▶ [Task goal]:
Check each line of the data, and copy those where "locate" appears.

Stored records
━━━━━━
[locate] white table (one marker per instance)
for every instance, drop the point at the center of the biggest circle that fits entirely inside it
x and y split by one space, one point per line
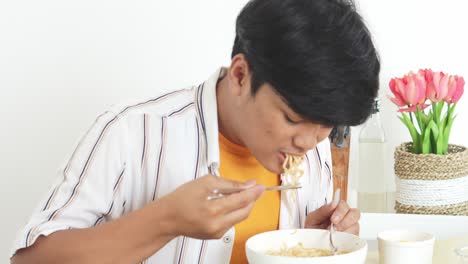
450 232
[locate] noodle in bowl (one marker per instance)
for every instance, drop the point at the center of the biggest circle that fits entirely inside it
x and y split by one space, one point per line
301 246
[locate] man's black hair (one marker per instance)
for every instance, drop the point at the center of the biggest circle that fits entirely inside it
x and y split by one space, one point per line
317 54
━━━━━━
▶ [Result of the exercise]:
[locate] white table (one marker per instance)
[locate] noodle in bowl (one marker per instance)
[locate] man's black hair (one marker per instance)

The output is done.